• [What to produce]: Rename "Input query" to "Search query" everywhere in the material below, then write out all of it again with nothing else altered.

• [Given data]:

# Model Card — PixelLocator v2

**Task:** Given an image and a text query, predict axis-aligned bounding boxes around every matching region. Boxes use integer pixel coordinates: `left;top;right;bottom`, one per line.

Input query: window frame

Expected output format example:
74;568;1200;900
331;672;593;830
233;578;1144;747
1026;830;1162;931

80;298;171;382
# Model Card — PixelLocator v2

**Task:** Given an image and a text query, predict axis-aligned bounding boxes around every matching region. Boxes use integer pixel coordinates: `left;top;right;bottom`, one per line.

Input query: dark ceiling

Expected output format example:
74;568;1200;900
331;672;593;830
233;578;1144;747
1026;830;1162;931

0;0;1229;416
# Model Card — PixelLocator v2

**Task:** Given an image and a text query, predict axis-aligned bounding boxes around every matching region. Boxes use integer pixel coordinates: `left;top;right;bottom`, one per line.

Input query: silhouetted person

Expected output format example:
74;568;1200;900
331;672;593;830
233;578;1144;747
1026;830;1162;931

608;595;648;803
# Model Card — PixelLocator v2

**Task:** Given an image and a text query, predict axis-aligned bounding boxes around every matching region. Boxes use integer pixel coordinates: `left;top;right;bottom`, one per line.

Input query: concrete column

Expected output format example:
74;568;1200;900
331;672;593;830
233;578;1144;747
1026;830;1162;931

• [Written solution]:
# Model Card — PixelLocator v2

**Task:** Given an image and a text query, predict axis-aligned bounding boxes around every matching region. Boxes use integer pixel coordinates: `left;top;right;bottom`, one per line.

Search query: window frame

Expected output format example:
74;568;1200;900
331;672;593;830
233;578;1144;747
1026;830;1162;931

80;298;171;382
# Model Card — PixelLocator v2

**Task:** Given an image and a text query, predict axis-aligned bounding boxes around every matching region. Boxes use integer pixel coordinates: `left;top;right;bottom`, one per line.

Search query: dark ceiling

Expected output format example:
74;568;1200;900
331;672;593;830
233;578;1144;747
1026;830;1162;931

0;0;1229;416
# Model Card — PixelLocator v2

**Task:** Given an image and a text query, predict axis-aligned bounding boxes around every matching region. Boxes use integer pixel coordinates: `left;top;right;bottom`, one per line.

Search query: silhouetted person

Expected output format example:
74;568;1200;900
331;672;593;830
233;578;1144;747
1026;830;1162;931

608;595;648;803
# Model Card — PixelLocator v2

**Task:** Given an image and a text query, predict axis-aligned bounding boxes around every matching region. Boxes use integer pixel coordinates: `left;top;right;bottom`, one per line.

Search query: concrete column

Expected output format example:
74;568;1200;900
331;672;593;830
233;578;1144;747
1026;830;1162;931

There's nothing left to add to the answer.